AIM OF THE EXERCISE: Reproduce only the material starting at the line containing "Exercise. Mark the parked car" and ending at the line containing "[(136, 138)]", with "pool of water" substituted for every "puddle" and everything else left unchanged.

====

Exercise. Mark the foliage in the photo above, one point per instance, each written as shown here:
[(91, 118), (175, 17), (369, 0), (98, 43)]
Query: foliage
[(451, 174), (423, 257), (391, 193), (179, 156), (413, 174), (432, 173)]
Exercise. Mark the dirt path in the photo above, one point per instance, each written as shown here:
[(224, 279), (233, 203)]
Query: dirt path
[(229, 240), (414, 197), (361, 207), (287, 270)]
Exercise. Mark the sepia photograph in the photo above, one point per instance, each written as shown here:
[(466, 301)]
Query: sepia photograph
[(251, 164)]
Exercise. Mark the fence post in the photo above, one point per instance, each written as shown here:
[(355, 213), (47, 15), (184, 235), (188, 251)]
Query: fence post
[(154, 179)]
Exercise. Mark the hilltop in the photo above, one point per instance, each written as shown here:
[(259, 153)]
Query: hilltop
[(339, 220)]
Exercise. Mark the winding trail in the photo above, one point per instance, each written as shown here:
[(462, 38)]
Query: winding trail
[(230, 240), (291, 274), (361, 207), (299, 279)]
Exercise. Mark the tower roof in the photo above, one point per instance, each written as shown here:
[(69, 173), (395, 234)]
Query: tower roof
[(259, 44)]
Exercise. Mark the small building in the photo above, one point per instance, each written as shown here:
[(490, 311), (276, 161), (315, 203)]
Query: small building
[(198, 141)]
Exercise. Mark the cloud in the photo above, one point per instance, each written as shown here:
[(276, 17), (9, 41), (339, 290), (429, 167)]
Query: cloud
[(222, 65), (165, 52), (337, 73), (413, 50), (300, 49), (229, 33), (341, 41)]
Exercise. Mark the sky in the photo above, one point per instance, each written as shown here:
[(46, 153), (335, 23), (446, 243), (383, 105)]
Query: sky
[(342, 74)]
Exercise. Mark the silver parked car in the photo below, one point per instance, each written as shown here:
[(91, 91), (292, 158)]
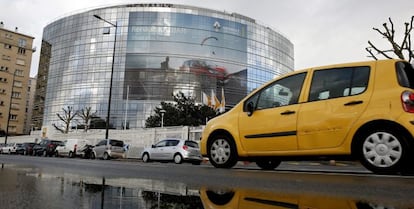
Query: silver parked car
[(108, 148), (177, 150)]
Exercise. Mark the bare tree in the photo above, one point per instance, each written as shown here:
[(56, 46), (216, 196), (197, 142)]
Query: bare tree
[(402, 50), (86, 114), (66, 118)]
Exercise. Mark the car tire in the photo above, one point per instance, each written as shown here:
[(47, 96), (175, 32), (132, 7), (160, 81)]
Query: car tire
[(145, 158), (383, 151), (105, 156), (270, 164), (178, 159), (222, 151)]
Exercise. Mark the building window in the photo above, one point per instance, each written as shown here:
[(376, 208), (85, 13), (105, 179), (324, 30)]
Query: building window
[(8, 36), (16, 94), (22, 42), (21, 51), (15, 106), (18, 84), (7, 46), (19, 72), (20, 62), (5, 57)]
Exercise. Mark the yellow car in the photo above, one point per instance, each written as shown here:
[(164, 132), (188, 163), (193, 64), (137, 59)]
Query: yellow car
[(355, 111)]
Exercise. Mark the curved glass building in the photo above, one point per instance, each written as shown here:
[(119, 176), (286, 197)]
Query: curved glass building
[(155, 51)]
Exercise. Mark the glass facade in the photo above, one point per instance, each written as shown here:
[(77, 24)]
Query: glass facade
[(160, 50)]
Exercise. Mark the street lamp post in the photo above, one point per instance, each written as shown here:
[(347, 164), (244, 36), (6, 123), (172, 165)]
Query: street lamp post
[(162, 117), (10, 106), (112, 75)]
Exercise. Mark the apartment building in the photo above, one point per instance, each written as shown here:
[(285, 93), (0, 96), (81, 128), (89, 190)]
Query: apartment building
[(15, 58)]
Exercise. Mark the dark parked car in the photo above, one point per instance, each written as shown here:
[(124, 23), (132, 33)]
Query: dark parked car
[(109, 148), (46, 147), (25, 148)]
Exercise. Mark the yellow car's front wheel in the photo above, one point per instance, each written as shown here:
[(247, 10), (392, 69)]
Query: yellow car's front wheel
[(222, 151)]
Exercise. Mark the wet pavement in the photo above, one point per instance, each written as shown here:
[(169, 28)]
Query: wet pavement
[(31, 187)]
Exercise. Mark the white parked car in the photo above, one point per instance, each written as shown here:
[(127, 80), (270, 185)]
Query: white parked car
[(177, 150), (72, 148), (9, 148)]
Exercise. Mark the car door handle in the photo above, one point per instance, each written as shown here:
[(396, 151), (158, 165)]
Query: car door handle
[(288, 112), (353, 103)]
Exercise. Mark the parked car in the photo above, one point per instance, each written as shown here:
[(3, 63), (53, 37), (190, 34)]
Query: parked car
[(9, 148), (108, 148), (72, 148), (25, 148), (357, 111), (46, 147), (177, 150)]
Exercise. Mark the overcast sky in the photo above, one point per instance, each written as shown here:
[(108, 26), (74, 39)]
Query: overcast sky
[(323, 31)]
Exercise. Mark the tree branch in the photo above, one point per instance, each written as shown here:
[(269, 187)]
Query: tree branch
[(379, 51)]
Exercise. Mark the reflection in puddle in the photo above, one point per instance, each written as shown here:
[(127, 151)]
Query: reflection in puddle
[(22, 187)]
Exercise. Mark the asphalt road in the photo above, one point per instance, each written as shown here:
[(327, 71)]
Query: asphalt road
[(348, 180)]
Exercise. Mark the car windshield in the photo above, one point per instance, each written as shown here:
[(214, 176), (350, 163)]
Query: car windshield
[(191, 144), (116, 143)]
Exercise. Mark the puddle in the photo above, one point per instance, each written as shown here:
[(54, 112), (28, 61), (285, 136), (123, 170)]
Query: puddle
[(25, 187)]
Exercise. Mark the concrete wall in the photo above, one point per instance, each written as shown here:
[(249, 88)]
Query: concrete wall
[(136, 138)]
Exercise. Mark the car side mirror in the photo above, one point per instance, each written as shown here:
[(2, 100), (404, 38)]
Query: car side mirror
[(250, 108)]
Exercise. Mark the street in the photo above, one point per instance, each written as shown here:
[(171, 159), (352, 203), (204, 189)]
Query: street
[(346, 181)]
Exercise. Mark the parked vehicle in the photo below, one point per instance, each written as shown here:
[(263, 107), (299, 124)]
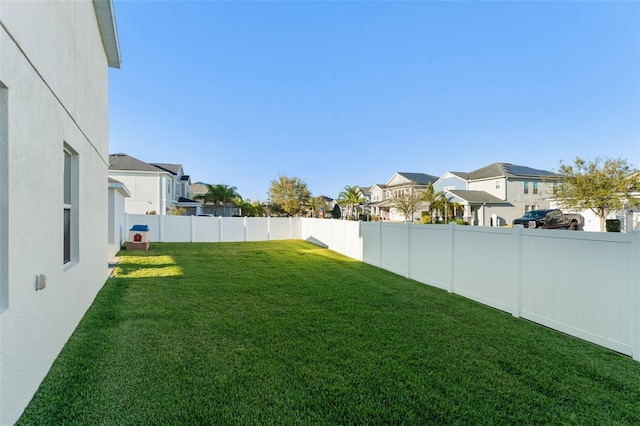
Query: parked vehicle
[(550, 219)]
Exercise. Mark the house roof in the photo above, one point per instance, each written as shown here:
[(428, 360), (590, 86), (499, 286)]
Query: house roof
[(419, 178), (126, 162), (476, 197), (174, 169), (122, 161), (463, 175), (505, 170), (106, 18), (119, 186), (187, 200)]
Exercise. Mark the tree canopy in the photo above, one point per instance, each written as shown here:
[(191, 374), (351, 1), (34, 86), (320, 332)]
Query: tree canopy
[(603, 186), (219, 193), (431, 197), (290, 194)]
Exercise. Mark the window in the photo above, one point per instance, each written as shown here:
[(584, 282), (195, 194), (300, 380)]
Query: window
[(4, 198), (70, 205), (67, 207)]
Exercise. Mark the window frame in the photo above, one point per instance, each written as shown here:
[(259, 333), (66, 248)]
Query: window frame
[(70, 219)]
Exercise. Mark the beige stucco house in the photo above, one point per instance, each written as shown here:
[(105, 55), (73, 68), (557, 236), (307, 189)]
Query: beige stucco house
[(54, 59)]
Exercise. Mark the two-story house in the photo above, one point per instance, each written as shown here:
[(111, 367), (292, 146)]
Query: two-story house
[(381, 195), (496, 194), (54, 58), (154, 187)]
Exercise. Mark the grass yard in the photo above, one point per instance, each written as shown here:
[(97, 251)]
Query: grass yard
[(290, 333)]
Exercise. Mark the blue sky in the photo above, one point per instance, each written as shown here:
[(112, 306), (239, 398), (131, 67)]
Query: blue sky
[(348, 93)]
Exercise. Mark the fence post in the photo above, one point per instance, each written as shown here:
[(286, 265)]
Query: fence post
[(408, 249), (161, 226), (516, 296), (452, 255), (380, 243), (635, 277)]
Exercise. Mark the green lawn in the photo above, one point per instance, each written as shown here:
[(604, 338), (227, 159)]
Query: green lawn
[(289, 333)]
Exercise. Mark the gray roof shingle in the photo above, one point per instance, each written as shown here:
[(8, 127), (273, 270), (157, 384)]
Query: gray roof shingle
[(476, 197), (506, 170), (419, 178)]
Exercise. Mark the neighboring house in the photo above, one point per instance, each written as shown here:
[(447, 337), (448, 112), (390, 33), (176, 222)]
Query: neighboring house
[(54, 131), (498, 193), (155, 187), (199, 189), (117, 233), (400, 183), (326, 205)]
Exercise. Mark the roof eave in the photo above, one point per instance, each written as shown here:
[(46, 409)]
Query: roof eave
[(106, 17)]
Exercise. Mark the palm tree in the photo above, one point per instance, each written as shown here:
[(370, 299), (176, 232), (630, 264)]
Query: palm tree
[(314, 204), (430, 197), (219, 192), (351, 197)]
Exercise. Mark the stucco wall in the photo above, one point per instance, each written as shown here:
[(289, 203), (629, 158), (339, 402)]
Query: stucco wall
[(55, 71), (148, 191)]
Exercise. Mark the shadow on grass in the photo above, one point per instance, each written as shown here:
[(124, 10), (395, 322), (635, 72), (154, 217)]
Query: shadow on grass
[(147, 267)]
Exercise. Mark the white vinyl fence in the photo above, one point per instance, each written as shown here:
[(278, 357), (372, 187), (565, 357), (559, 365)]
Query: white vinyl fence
[(203, 229), (581, 283)]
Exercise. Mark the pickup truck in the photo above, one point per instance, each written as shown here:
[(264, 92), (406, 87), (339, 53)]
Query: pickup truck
[(550, 219)]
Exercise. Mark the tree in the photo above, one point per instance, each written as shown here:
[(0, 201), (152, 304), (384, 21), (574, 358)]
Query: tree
[(602, 186), (336, 213), (351, 197), (176, 210), (430, 197), (447, 207), (407, 202), (289, 194), (219, 193)]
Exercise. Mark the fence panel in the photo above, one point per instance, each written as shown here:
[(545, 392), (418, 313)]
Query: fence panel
[(352, 242), (394, 240), (206, 229), (483, 268), (431, 255), (370, 235), (233, 229), (579, 283), (279, 228), (295, 228), (176, 229), (257, 229)]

====

COMPLETE RESPONSE:
Exercise. Mark the parked car in the photo above, one point per instance, each written as shown here:
[(3, 63), (53, 37), (190, 34)]
Query: parked car
[(9, 148), (108, 148), (72, 148), (25, 148), (357, 111), (46, 147), (177, 150)]
Exercise. Mark the overcast sky in the photo above, one point per instance, each written as shown here:
[(108, 26), (74, 39)]
Query: overcast sky
[(323, 31)]
Exercise. Mark the tree branch in the photo above, one point per instance, each written as shown here:
[(269, 187)]
Query: tree branch
[(379, 51)]
Exercise. Mark the reflection in pool of water in the photo above, one point per instance, each written as shown here:
[(127, 151)]
Query: reflection in pool of water
[(22, 187)]
Exercise. Mark the asphalt road in the photo above, one point per instance, each written as shown here:
[(327, 71)]
Query: asphalt road
[(348, 180)]
Exercise. Mark the car windshield in the photo above, one point per instance, each written as shown here:
[(214, 176), (350, 163)]
Query: car windshield
[(191, 144), (116, 143)]
Exercise. Mark the pool of water in the photo above, one point per instance, each written as shown here:
[(54, 112), (28, 61), (285, 136), (123, 170)]
Query: pool of water
[(25, 187)]
Exercise. Mark the concrete wall in the photo above, one point per instance, each written as shown here:
[(249, 88)]
Query: concrete wall
[(136, 138)]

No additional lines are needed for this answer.